Data shown ::
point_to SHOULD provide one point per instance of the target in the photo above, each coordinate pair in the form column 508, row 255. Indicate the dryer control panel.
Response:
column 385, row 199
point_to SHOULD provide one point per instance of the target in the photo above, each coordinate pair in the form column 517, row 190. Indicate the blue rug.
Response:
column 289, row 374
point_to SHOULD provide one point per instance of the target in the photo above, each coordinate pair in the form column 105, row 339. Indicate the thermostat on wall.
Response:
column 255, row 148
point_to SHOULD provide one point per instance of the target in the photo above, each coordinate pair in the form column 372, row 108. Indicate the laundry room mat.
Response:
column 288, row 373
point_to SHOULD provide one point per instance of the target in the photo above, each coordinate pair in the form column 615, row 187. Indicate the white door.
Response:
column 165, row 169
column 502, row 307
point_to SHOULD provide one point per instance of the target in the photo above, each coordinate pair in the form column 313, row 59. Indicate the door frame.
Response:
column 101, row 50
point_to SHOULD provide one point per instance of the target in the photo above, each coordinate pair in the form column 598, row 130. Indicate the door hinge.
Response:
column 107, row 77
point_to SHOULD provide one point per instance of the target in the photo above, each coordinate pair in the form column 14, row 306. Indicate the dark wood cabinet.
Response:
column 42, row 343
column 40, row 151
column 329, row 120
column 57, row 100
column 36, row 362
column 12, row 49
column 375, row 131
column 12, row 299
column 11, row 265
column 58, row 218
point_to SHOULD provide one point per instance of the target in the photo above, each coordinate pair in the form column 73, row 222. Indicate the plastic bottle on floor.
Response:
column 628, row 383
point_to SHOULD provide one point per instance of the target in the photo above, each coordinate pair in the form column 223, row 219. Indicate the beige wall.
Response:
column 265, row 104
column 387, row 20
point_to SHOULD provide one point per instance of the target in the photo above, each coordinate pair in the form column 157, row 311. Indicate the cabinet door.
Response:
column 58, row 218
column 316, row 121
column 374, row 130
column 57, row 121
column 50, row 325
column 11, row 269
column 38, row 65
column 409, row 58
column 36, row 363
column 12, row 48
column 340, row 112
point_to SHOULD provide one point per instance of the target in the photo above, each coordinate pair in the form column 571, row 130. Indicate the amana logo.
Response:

Your instructions :: Give the lines of the records above as a JSON list of strings, one string per line with blank lines left out. Begin at the first line of the records and stop after the line that contains "column 385, row 199", including that line.

Answer to the problem ::
[
  "point_to SHOULD provide one point per instance of the target in the photo above, each coordinate pair in the form column 508, row 255. Indicate the dryer control panel.",
  "Response:",
  "column 385, row 199"
]